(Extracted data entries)
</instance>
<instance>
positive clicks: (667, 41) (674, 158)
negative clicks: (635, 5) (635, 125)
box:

» EXERCISE INSTRUCTIONS
Write out the records again with each "clicks" swapped for "points", keeping everything else unchanged.

» SOLUTION
</instance>
<instance>
positive points: (667, 41) (674, 158)
negative points: (635, 5) (635, 125)
box:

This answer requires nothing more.